__Brief 1__
In the strength training interview below, why does the speaker's program use percentages of each athlete's one repetition max? Answer in one to three sentences.
__Brief 2__
In the strength training interview below, rewrite the part between "They may jump" and "to the gym.", inclusive, replacing "kids" with "students".
__Brief 3__
Continue the strength training interview below with the next part, starting after its final sentence.

__Selected extract__
=====
A: I believe the most important factor in our athletes getting stronger is consistency. If someone lifts consistently for 8 weeks and makes good gains, but then quits for 8 weeks, they will suffer a significant reduction in strength.

It is essential to remain consistent with lifting throughout the year to continue progressing. This is a reason why we provide both in-season and off-season programs to keep athletes progressing even while heavily engaged in their current sport season.

Q: What mistakes do you see kids make in the weight room?

A: One common mistake I see in the weight room is kids jumping from one program to another or even picking random workouts each time they go into the weight room.

They may jump from performing higher repetition, lower weight set/rep schemes one day to lower rep, higher weight set/rep schemes the next. While it's great that these kids are in the weight room and doing something, jumping from one concept to another is not the most efficient way to build strength and those who remain consistent with a well-designed program tend to make greater gains.

The other mistake I often see is kids self-selecting weights that are either too heavy or too light. There will be times where kids want to max out on lifts every time they go to the gym.

This is not an effective way to get stronger. This is another reason why we like to use percentages of an individual's one repetition max to estimate appropriate weights for each lift and ensure the weights used for every set are appropriate and lead to more efficient gains.
=====
__Record excerpts__
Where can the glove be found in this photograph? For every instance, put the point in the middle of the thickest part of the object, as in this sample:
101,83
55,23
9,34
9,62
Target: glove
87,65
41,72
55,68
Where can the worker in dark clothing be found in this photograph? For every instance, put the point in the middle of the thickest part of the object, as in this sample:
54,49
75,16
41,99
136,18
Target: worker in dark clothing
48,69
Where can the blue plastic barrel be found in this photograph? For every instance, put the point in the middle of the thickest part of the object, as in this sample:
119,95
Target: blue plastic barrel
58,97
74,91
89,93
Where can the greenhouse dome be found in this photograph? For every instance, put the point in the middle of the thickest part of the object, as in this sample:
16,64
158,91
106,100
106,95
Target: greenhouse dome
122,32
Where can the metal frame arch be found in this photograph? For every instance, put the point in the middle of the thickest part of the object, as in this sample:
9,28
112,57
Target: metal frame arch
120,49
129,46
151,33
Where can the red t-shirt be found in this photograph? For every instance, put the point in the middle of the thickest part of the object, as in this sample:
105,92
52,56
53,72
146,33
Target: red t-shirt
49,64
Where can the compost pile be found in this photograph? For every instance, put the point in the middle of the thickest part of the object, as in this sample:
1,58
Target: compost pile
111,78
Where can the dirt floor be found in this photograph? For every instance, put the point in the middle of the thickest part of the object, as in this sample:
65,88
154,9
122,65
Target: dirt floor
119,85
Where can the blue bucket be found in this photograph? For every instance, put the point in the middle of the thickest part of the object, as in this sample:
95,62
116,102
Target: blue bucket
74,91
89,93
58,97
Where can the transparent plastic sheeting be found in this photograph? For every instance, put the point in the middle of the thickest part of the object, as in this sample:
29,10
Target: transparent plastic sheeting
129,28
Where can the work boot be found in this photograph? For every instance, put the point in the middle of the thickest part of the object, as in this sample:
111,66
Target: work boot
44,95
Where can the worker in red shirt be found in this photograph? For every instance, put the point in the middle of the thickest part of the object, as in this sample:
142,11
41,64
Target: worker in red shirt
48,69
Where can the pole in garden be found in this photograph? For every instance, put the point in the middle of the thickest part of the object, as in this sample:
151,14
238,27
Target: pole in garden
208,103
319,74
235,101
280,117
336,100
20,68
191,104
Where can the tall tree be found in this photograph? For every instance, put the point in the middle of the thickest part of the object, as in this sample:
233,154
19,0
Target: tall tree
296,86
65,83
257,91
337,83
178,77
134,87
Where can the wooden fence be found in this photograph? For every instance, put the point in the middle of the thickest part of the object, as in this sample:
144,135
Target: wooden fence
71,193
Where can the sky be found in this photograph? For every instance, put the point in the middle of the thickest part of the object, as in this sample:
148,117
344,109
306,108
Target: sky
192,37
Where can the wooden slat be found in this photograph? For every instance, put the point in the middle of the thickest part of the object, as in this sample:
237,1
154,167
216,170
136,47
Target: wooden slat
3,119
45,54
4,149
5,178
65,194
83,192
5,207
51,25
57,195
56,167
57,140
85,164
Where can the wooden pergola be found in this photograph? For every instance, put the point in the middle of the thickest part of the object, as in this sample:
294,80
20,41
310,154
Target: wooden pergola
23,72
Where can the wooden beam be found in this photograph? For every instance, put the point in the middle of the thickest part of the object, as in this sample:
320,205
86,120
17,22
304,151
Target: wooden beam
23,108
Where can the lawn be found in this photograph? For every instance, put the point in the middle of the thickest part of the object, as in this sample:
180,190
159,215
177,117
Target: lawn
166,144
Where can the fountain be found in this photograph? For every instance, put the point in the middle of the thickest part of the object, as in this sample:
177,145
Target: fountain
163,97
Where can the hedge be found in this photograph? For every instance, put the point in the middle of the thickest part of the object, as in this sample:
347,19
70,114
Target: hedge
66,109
=====
__Response 1__
Percentages of an individual's one repetition max are used to estimate appropriate weights for each lift. This keeps kids from picking weights that are too heavy or too light, or from maxing out every time, and it makes sure every set uses an appropriate weight that leads to more efficient gains.

__Response 2__
They may jump from performing higher repetition, lower weight set/rep schemes one day to lower rep, higher weight set/rep schemes the next. While it's great that these students are in the weight room and doing something, jumping from one concept to another is not the most efficient way to build strength and those who remain consistent with a well-designed program tend to make greater gains.

The other mistake I often see is students self-selecting weights that are either too heavy or too light. There will be times where students want to max out on lifts every time they go to the gym.

__Response 3__
Q: Is weight training safe for everyone - girls and boys?

A: There have been a lot of studies done comparing injury rates in various sports. With any activity we perform, the more hours we participate in an activity, the greater chance of injury. Injury rates per hour of activity in weightlifting tend to be significantly lower than most sports, including recreational running, regardless of gender. Because our program also uses weights based off each individual's one repetition max, we can also ensure that weights used are not too excessive.

I am often asked about strength training for younger athletes and while lifting before puberty may not lead to profound strength gains, it has not been found to be unsafe if properly supervised. Our bodies are exposed to higher loads when running and jumping compared to weightlifting.

Weightlifting is a great way to actually help prevent injury, because it improves our body's capacity to handle loads. We become more resilient when we gradually stress our body through weightlifting.

My job when coaching lifting, is to ensure everyone is completing lifts with appropriate form to reduce any risk. When performing lifts with proper form, utilizing appropriate loads, and avoiding sharp spikes in training volume, weightlifting is quite safe.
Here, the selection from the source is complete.